===== Data extracts

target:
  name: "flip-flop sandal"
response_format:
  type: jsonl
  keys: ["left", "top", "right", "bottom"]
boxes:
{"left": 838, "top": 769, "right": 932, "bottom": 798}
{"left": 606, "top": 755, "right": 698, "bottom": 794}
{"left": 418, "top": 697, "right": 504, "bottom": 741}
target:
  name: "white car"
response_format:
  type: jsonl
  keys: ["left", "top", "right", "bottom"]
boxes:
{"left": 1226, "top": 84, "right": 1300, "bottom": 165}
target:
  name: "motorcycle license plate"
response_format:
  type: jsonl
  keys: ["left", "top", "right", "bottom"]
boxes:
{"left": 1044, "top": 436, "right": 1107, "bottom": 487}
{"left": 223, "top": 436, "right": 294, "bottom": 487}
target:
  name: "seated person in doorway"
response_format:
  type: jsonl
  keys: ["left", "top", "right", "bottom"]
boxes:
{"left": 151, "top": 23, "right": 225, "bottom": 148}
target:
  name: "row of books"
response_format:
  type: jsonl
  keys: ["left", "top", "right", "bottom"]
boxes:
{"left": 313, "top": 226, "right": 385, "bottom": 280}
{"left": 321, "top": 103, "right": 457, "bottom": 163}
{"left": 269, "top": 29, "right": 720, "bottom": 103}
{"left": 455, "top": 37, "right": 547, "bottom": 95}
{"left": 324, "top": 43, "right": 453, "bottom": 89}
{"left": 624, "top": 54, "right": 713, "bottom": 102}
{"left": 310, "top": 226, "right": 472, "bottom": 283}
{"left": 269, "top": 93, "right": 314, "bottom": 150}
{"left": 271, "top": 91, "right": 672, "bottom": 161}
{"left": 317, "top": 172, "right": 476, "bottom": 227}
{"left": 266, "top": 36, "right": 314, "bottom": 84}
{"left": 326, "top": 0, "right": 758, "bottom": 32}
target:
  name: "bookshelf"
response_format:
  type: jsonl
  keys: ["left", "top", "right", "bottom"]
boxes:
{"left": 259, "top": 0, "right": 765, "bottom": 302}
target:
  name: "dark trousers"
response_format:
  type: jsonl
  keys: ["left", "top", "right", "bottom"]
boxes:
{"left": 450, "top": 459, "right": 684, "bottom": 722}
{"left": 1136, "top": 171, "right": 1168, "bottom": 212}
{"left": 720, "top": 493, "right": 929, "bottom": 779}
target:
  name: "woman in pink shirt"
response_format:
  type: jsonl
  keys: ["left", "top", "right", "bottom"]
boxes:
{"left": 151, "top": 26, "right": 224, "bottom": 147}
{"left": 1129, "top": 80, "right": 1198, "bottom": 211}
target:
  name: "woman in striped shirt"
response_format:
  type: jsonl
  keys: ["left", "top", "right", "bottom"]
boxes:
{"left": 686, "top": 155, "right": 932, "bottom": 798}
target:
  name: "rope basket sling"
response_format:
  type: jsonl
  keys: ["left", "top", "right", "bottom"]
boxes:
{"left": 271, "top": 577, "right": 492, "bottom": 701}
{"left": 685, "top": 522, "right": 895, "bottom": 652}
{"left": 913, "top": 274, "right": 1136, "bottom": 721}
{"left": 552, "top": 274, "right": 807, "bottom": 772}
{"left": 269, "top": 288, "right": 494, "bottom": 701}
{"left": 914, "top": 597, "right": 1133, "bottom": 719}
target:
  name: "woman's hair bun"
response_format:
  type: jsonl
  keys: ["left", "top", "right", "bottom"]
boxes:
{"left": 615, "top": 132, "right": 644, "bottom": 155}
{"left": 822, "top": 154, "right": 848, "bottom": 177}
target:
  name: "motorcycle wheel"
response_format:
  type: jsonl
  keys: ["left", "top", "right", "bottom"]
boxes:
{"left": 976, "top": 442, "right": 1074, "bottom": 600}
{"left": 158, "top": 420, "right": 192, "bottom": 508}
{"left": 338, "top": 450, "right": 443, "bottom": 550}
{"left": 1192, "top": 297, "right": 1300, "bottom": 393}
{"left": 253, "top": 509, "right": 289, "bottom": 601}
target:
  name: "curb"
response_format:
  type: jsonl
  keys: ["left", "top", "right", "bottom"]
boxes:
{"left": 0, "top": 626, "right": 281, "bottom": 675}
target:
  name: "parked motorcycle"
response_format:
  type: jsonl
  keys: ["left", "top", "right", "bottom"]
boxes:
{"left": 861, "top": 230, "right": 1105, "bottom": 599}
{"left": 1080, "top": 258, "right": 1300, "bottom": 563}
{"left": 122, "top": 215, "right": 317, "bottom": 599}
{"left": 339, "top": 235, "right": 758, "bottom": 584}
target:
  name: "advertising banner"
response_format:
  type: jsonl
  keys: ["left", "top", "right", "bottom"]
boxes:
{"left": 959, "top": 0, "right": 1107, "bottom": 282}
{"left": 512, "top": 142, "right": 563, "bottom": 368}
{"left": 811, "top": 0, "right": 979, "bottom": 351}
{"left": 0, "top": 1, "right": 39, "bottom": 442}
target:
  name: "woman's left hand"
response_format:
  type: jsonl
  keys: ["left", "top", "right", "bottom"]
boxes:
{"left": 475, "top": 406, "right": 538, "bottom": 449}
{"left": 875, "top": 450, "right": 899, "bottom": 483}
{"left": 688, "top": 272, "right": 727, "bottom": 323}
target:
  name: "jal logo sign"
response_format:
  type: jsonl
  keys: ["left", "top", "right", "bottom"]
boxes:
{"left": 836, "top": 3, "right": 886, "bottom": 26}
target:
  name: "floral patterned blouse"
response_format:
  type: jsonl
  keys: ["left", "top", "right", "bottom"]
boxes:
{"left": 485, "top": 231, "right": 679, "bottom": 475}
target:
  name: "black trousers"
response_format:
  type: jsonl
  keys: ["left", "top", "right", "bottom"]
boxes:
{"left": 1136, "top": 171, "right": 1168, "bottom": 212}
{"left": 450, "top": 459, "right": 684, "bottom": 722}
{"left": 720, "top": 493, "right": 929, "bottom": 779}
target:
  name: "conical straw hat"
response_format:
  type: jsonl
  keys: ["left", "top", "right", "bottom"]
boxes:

==========

- **Aim of the task**:
Where does the string "woman" occur in the material? Copy every line where it does.

- **Your solution**:
  name: "woman in pink shirt"
  name: "woman in striped shirt"
  name: "woman's hair bun"
  name: "woman's left hand"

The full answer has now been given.